Reproduce all of the records below line for line, changing nothing and keeping every line in its original order.
——
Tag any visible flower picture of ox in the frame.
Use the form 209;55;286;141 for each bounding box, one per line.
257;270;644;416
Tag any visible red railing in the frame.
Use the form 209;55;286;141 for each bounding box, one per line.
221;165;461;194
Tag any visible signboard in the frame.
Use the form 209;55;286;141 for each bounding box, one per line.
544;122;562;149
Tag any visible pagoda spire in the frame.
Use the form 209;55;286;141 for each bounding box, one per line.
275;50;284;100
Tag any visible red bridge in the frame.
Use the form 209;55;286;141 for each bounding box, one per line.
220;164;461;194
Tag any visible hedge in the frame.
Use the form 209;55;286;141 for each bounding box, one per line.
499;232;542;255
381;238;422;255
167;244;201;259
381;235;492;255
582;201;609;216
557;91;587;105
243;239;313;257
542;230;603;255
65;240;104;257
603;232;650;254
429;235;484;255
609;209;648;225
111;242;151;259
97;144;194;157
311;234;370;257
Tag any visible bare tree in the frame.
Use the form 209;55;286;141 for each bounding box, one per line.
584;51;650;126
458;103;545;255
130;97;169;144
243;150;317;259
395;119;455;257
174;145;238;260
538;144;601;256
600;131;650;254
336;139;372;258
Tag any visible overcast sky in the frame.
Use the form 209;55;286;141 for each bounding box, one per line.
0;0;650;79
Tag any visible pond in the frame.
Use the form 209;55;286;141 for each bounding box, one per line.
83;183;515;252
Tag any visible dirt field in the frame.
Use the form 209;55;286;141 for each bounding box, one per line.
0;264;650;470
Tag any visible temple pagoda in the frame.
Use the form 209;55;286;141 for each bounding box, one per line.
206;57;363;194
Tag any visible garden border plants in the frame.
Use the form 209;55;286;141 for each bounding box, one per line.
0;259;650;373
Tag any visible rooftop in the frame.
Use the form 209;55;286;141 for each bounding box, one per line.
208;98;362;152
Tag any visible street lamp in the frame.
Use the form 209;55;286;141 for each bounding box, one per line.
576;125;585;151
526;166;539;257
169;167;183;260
——
== Solution below ==
Tag any visible flower picture of ox in the frame.
Use the form 209;55;286;141 for each bounding box, one per line.
257;270;644;416
Tag any visible red railing in the frame.
Use the form 209;55;286;141 for each bounding box, one per line.
221;165;461;194
Tag any visible signboard in the frame.
Use the form 209;55;286;141 for each bounding box, one per line.
544;122;562;149
Tag any visible pagoda spire in the frame.
Use the form 209;55;286;141 for each bounding box, one per line.
275;50;284;100
Tag any visible red bridge in the frame.
Use the form 209;55;286;141 for each bounding box, one per line.
220;164;461;194
Tag any visible hedge in the frame.
Use the form 209;55;286;141 for each bounding box, one per line.
499;232;542;255
381;238;422;255
167;244;201;259
381;235;492;255
582;201;609;216
557;91;587;105
243;239;313;257
542;230;603;255
65;240;104;257
603;232;650;254
429;235;484;255
609;209;648;225
111;242;151;259
97;144;194;157
311;234;370;257
Tag any visible bare tree in the frame.
Use the form 209;55;286;141 for each bounding box, one per line.
584;51;650;126
458;103;545;255
130;97;169;144
243;150;317;259
395;119;455;257
174;145;238;260
538;144;601;256
600;131;650;254
336;139;372;258
Tag any visible overcast sky in the frame.
Use the form 209;55;286;141 for each bounding box, one per line.
0;0;650;79
Tag any visible pond in the frame.
Use the form 209;55;286;141 for each bounding box, one per line.
83;183;515;252
Tag any visible dirt field in the frame.
Use the form 209;55;286;141 for each bounding box, one per line.
0;264;650;470
Tag any visible temple pagoda in the frame.
Use the form 209;55;286;141 for each bounding box, one per line.
206;57;363;194
Tag any visible garden border plants in the frame.
Use the form 209;55;286;141 for each bounding box, one per line.
0;259;650;373
Tag any visible rooftop in the frame.
Use the form 209;55;286;141 for each bounding box, one per line.
208;98;362;152
Tag any visible street lamp in the frame.
Use the form 209;55;286;141 for each bounding box, one per line.
576;125;585;151
526;166;539;257
169;167;183;260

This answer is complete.